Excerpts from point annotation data
◇ ◇ ◇ ◇
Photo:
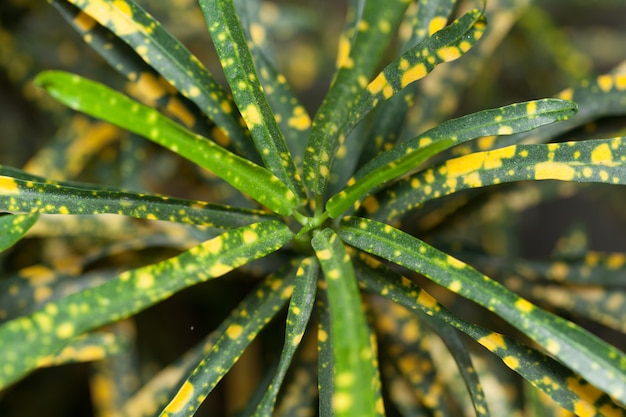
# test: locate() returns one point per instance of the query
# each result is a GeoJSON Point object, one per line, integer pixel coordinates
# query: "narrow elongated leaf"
{"type": "Point", "coordinates": [100, 101]}
{"type": "Point", "coordinates": [163, 52]}
{"type": "Point", "coordinates": [33, 194]}
{"type": "Point", "coordinates": [300, 308]}
{"type": "Point", "coordinates": [358, 58]}
{"type": "Point", "coordinates": [232, 48]}
{"type": "Point", "coordinates": [238, 330]}
{"type": "Point", "coordinates": [410, 154]}
{"type": "Point", "coordinates": [355, 377]}
{"type": "Point", "coordinates": [446, 45]}
{"type": "Point", "coordinates": [603, 96]}
{"type": "Point", "coordinates": [26, 340]}
{"type": "Point", "coordinates": [555, 380]}
{"type": "Point", "coordinates": [601, 160]}
{"type": "Point", "coordinates": [13, 227]}
{"type": "Point", "coordinates": [601, 364]}
{"type": "Point", "coordinates": [375, 276]}
{"type": "Point", "coordinates": [419, 23]}
{"type": "Point", "coordinates": [291, 116]}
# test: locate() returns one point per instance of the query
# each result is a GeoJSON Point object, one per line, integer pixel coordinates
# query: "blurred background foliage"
{"type": "Point", "coordinates": [549, 46]}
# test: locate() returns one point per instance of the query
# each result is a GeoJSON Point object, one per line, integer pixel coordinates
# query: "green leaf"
{"type": "Point", "coordinates": [100, 101]}
{"type": "Point", "coordinates": [163, 52]}
{"type": "Point", "coordinates": [355, 375]}
{"type": "Point", "coordinates": [410, 154]}
{"type": "Point", "coordinates": [600, 160]}
{"type": "Point", "coordinates": [300, 308]}
{"type": "Point", "coordinates": [235, 334]}
{"type": "Point", "coordinates": [446, 45]}
{"type": "Point", "coordinates": [13, 227]}
{"type": "Point", "coordinates": [232, 49]}
{"type": "Point", "coordinates": [603, 96]}
{"type": "Point", "coordinates": [26, 340]}
{"type": "Point", "coordinates": [555, 380]}
{"type": "Point", "coordinates": [601, 364]}
{"type": "Point", "coordinates": [291, 116]}
{"type": "Point", "coordinates": [358, 58]}
{"type": "Point", "coordinates": [376, 277]}
{"type": "Point", "coordinates": [33, 194]}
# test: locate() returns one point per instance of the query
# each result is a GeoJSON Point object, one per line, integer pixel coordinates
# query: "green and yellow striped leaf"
{"type": "Point", "coordinates": [236, 59]}
{"type": "Point", "coordinates": [410, 154]}
{"type": "Point", "coordinates": [448, 44]}
{"type": "Point", "coordinates": [292, 117]}
{"type": "Point", "coordinates": [237, 331]}
{"type": "Point", "coordinates": [99, 101]}
{"type": "Point", "coordinates": [165, 54]}
{"type": "Point", "coordinates": [24, 193]}
{"type": "Point", "coordinates": [360, 51]}
{"type": "Point", "coordinates": [600, 160]}
{"type": "Point", "coordinates": [355, 377]}
{"type": "Point", "coordinates": [598, 362]}
{"type": "Point", "coordinates": [27, 340]}
{"type": "Point", "coordinates": [300, 308]}
{"type": "Point", "coordinates": [557, 381]}
{"type": "Point", "coordinates": [376, 277]}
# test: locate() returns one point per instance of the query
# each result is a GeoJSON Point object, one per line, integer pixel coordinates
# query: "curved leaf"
{"type": "Point", "coordinates": [25, 341]}
{"type": "Point", "coordinates": [300, 308]}
{"type": "Point", "coordinates": [356, 384]}
{"type": "Point", "coordinates": [600, 160]}
{"type": "Point", "coordinates": [601, 364]}
{"type": "Point", "coordinates": [357, 60]}
{"type": "Point", "coordinates": [235, 334]}
{"type": "Point", "coordinates": [555, 380]}
{"type": "Point", "coordinates": [410, 154]}
{"type": "Point", "coordinates": [232, 49]}
{"type": "Point", "coordinates": [446, 45]}
{"type": "Point", "coordinates": [33, 194]}
{"type": "Point", "coordinates": [100, 101]}
{"type": "Point", "coordinates": [163, 52]}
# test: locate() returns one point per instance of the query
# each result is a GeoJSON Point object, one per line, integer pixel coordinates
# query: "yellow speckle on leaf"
{"type": "Point", "coordinates": [145, 280]}
{"type": "Point", "coordinates": [252, 115]}
{"type": "Point", "coordinates": [602, 154]}
{"type": "Point", "coordinates": [486, 142]}
{"type": "Point", "coordinates": [605, 82]}
{"type": "Point", "coordinates": [493, 341]}
{"type": "Point", "coordinates": [250, 236]}
{"type": "Point", "coordinates": [414, 73]}
{"type": "Point", "coordinates": [8, 186]}
{"type": "Point", "coordinates": [449, 53]}
{"type": "Point", "coordinates": [257, 32]}
{"type": "Point", "coordinates": [182, 398]}
{"type": "Point", "coordinates": [84, 22]}
{"type": "Point", "coordinates": [524, 306]}
{"type": "Point", "coordinates": [505, 130]}
{"type": "Point", "coordinates": [437, 24]}
{"type": "Point", "coordinates": [234, 331]}
{"type": "Point", "coordinates": [511, 361]}
{"type": "Point", "coordinates": [554, 171]}
{"type": "Point", "coordinates": [65, 330]}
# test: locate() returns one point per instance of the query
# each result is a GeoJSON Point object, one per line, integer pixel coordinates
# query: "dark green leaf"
{"type": "Point", "coordinates": [355, 376]}
{"type": "Point", "coordinates": [99, 101]}
{"type": "Point", "coordinates": [235, 334]}
{"type": "Point", "coordinates": [595, 360]}
{"type": "Point", "coordinates": [26, 340]}
{"type": "Point", "coordinates": [410, 154]}
{"type": "Point", "coordinates": [232, 48]}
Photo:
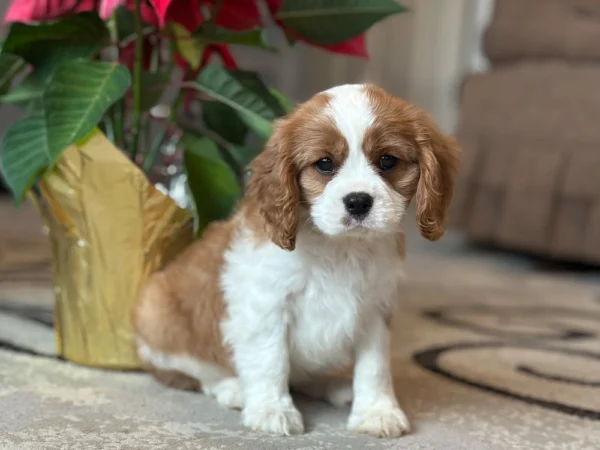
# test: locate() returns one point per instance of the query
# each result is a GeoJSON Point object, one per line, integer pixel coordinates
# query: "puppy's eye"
{"type": "Point", "coordinates": [387, 162]}
{"type": "Point", "coordinates": [325, 166]}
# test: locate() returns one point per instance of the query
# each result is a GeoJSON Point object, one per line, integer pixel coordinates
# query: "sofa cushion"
{"type": "Point", "coordinates": [542, 29]}
{"type": "Point", "coordinates": [530, 177]}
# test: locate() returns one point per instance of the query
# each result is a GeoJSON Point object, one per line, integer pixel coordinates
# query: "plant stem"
{"type": "Point", "coordinates": [137, 80]}
{"type": "Point", "coordinates": [119, 118]}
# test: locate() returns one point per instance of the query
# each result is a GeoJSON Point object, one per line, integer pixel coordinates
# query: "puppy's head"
{"type": "Point", "coordinates": [353, 157]}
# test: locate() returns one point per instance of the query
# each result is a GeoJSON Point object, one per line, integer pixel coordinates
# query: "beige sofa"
{"type": "Point", "coordinates": [530, 128]}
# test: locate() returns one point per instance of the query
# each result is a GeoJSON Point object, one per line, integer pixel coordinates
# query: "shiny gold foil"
{"type": "Point", "coordinates": [109, 228]}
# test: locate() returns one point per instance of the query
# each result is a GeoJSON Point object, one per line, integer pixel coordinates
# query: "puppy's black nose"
{"type": "Point", "coordinates": [358, 204]}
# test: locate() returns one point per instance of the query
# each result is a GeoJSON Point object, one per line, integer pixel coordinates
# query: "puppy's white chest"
{"type": "Point", "coordinates": [322, 327]}
{"type": "Point", "coordinates": [340, 294]}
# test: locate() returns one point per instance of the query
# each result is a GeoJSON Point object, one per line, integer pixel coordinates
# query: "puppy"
{"type": "Point", "coordinates": [303, 278]}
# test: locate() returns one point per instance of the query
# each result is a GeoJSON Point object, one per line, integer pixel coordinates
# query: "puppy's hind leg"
{"type": "Point", "coordinates": [165, 342]}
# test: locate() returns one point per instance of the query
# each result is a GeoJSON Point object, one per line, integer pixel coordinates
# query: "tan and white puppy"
{"type": "Point", "coordinates": [305, 275]}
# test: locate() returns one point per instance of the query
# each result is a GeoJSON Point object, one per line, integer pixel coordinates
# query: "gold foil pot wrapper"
{"type": "Point", "coordinates": [109, 229]}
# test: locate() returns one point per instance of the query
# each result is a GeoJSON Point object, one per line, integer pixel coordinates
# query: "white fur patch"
{"type": "Point", "coordinates": [207, 373]}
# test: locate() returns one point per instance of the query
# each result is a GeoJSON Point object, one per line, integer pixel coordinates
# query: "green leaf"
{"type": "Point", "coordinates": [224, 121]}
{"type": "Point", "coordinates": [242, 155]}
{"type": "Point", "coordinates": [251, 80]}
{"type": "Point", "coordinates": [74, 101]}
{"type": "Point", "coordinates": [46, 45]}
{"type": "Point", "coordinates": [29, 91]}
{"type": "Point", "coordinates": [219, 84]}
{"type": "Point", "coordinates": [24, 154]}
{"type": "Point", "coordinates": [153, 87]}
{"type": "Point", "coordinates": [10, 65]}
{"type": "Point", "coordinates": [211, 181]}
{"type": "Point", "coordinates": [78, 94]}
{"type": "Point", "coordinates": [330, 22]}
{"type": "Point", "coordinates": [286, 103]}
{"type": "Point", "coordinates": [216, 35]}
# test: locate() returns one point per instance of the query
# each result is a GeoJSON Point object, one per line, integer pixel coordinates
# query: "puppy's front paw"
{"type": "Point", "coordinates": [387, 422]}
{"type": "Point", "coordinates": [275, 420]}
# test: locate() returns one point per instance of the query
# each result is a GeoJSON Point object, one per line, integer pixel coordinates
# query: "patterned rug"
{"type": "Point", "coordinates": [483, 360]}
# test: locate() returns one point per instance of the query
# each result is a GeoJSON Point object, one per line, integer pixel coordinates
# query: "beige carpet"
{"type": "Point", "coordinates": [484, 358]}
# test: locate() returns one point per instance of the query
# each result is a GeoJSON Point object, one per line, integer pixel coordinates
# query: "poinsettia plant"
{"type": "Point", "coordinates": [136, 69]}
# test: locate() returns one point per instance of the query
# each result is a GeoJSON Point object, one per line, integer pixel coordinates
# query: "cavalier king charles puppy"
{"type": "Point", "coordinates": [302, 280]}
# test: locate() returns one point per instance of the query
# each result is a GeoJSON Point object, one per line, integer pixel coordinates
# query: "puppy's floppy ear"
{"type": "Point", "coordinates": [439, 157]}
{"type": "Point", "coordinates": [273, 187]}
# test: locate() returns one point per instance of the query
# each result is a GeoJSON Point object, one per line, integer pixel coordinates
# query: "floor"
{"type": "Point", "coordinates": [492, 351]}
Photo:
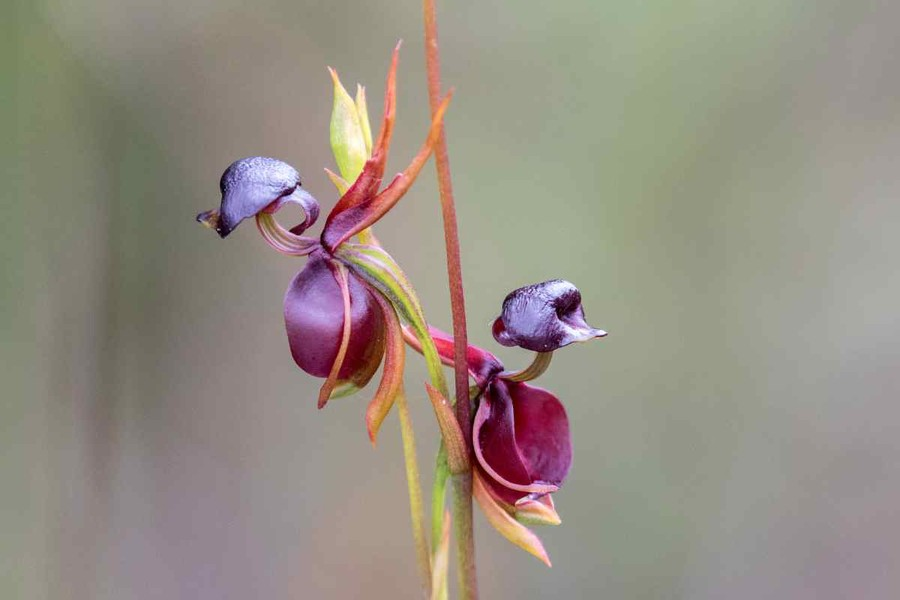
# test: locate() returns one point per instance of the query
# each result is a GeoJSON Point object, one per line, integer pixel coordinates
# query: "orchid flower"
◇ ◇ ◇ ◇
What you should do
Locate every line in the material above that contains the string "yellow", treating uppercase and lowercase as distinct, and copy each of those lines.

Answer below
# query: "green and yellow striped leaf"
# query: "yellow speckle on leaf"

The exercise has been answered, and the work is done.